→ **TEXT BLOCK**
______________________________
# VCV Rack - Modular Synth for free



## Mundano (Sep 15, 2017)

hey folks! this news:

*VCV Rack*
https://vcvrack.com/
https://github.com/VCVRack


----------



## synthpunk (Dec 29, 2017)

Definitely on the top of my tryout list for 2018...
https://vcvrack.com/









CDM Articles:
VCV Introduction
http://cdm.link/2017/12/introduction-vcv-rack-free-open-modular-computer/

How to start using VCV Rack
http://cdm.link/2017/12/step-one-wire-vcv-rack-free-modular-software/


----------



## davidgary73 (Dec 29, 2017)

Waiting for Rack v0.6.0 which supports VST/AU


----------



## synthpunk (Dec 29, 2017)

Hi David, is there a ETA for that ?

Anyone found a good VCV forum ?



davidgary73 said:


> Waiting for Rack v0.6.0 which supports VST/AU


----------



## heisenberg (Dec 29, 2017)

I did the initial setup and noodled with it for an evening a while back when it was version 0.3.x -- impressed with the setup and ability to simply download the sets of open sourced virtual Eurorack modules and just start using it. For an open sourced project it is quite remarkable at how slick and user friendly it is. This sure looks like it is going to take off as a software platform. 

If you have been tempted by Eurorack but concerned about developing another expensive addictive hardware habit you probably want to check this out. As of writing this post, they are at version 0.5.1 of VCV. They are adding module sets regularly. Some that are available are from the noted Eurorack developer from Mutable Instruments who recently open sourced the "Braids" module that has been all the talk of the Eurorack scene for a couple of years. A bunch of other Mutable Instruments modules have been open sourced as well.


----------



## heisenberg (Dec 29, 2017)

davidgary73 said:


> Waiting for Rack v0.6.0 which supports VST/AU



*Note to self:* remember to add a brickwall limiter to the DAW output when incorporating VCV as a VST.



synthpunk said:


> Anyone found a good VCV forum ?



Haven't seen anything yet. Although Muffwiggler would likely have a sub-forum.


----------



## davidgary73 (Dec 29, 2017)

synthpunk said:


> Hi David, is there a ETA for that ?



Around late January 2018 as posted in their Manual FAQ page @ https://vcvrack.com/manual/FAQ.html


----------



## synthpunk (Dec 30, 2017)

Very cool Olivier has released the code to for Mutable to the project!



heisenberg said:


> I did the initial setup and noodled with it for an evening a while back when it was version 0.3.x -- impressed with the setup and ability to simply download the sets of open sourced virtual Eurorack modules and just start using it. For an open sourced project it is quite remarkable at how slick and user friendly it is. This sure looks like it is going to take off as a software platform.
______________________________
Entries listed in a dataset
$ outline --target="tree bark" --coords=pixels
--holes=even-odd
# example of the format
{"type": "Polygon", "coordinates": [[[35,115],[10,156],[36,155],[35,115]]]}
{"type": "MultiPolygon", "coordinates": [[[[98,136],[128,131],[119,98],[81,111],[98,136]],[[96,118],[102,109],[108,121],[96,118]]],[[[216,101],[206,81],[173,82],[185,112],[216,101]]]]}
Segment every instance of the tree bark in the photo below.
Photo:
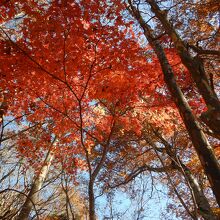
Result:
______________________________
→ **OBJECTIVES**
**A.** Translate this sentence from the VCV Rack thread into Spanish: "For an open sourced project it is quite remarkable at how slick and user friendly it is."
**B.** Carry on the VCV Rack thread from where it stops.
The entries have no part in this.

→ **IN RESPONSE**
**A.** Para ser un proyecto de código abierto, es bastante notable lo pulido y fácil de usar que es.

**B.**
> 
> If you have been tempted by Eurorack but concerned about developing another expensive addictive hardware habit you probably want to check this out. As of writing this post, they are at version 0.5.1 of VCV. They are adding module sets regularly. Some that are available are from the noted Eurorack developer from Mutable Instruments who recently open sourced the "Braids" module that has been all the talk of the Eurorack scene for a couple of years. A bunch of other Mutable Instruments modules have been open sourced as well.


----------



## givemenoughrope (Dec 30, 2017)

heisenberg said:


> *Note to self:* remember to add a brickwall limiter to the DAW output when incorporating VCV as a VST.
> 
> 
> 
> Haven't seen anything yet. Although Muffwiggler would likely have a sub-forum.



There are a few FB groups.


----------



## Krisemm (Jan 8, 2018)

downloaded it and had one initial reccy with it, and then xmas happened, and then my birthday happened, and i've been in a festive-malaise of overindulgence and only coming to grips with embracing the new year .....right about.......now.

I must get another look at this soon. Sounds very capable, and looks more intuitive to me than reaktor, which I love, but dont have the patience for when it comes to building something from scratch


----------



## synthpunk (Mar 3, 2018)

Bumping this up per @SoNowWhat? request...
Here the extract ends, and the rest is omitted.